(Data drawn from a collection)
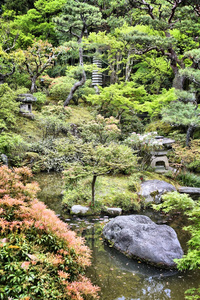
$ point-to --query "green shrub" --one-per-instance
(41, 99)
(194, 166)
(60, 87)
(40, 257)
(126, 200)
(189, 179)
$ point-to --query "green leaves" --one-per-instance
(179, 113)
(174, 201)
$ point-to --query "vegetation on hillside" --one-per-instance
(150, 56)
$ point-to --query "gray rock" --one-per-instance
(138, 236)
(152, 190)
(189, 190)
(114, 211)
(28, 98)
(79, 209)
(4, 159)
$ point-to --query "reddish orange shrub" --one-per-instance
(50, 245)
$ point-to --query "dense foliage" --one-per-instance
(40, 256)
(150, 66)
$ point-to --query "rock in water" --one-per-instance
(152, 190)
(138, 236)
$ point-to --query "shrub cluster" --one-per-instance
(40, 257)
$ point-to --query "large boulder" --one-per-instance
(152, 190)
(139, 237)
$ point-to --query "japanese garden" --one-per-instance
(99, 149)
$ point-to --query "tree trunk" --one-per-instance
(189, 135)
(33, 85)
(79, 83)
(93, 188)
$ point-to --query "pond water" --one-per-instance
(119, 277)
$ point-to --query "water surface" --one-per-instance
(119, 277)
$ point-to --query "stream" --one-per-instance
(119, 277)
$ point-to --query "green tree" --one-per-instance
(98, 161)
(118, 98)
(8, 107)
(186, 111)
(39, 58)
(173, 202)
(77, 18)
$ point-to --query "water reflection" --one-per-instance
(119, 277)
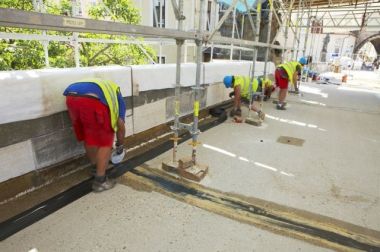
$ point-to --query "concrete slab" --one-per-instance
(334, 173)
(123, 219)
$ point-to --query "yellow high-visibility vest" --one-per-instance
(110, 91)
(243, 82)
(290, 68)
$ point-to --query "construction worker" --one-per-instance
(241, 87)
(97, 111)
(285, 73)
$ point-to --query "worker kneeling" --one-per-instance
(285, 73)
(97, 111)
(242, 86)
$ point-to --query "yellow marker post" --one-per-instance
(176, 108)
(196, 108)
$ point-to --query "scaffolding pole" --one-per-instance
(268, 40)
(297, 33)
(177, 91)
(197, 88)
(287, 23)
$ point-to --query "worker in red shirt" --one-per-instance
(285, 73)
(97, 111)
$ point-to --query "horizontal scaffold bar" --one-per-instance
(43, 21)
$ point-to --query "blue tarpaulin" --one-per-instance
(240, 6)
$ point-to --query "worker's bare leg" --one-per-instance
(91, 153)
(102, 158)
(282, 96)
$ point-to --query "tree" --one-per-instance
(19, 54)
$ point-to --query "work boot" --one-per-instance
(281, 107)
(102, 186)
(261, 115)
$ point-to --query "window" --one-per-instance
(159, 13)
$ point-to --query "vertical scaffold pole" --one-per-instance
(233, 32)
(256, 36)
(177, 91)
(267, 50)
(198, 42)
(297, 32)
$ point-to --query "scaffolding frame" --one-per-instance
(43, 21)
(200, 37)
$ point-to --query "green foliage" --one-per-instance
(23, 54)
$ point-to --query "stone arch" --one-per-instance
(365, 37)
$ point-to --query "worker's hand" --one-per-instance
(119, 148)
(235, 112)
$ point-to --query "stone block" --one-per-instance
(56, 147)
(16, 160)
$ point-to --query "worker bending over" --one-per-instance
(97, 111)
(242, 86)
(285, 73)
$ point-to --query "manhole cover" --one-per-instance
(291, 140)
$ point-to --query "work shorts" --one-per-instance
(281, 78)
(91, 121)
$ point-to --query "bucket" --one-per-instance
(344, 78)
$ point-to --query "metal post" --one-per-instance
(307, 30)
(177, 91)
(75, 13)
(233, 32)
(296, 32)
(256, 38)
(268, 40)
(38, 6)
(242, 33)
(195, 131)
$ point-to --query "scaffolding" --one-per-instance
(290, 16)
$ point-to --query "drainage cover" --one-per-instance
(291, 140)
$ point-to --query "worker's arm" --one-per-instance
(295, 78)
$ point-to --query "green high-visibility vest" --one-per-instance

Problem: Which lines in the entries above contain the string "post"? Report each such line in full, matching case exactly.

Result for this task:
$ point-to --query "yellow marker post" --one-per-instance
$ point-to --query "metal post" --one-per-instance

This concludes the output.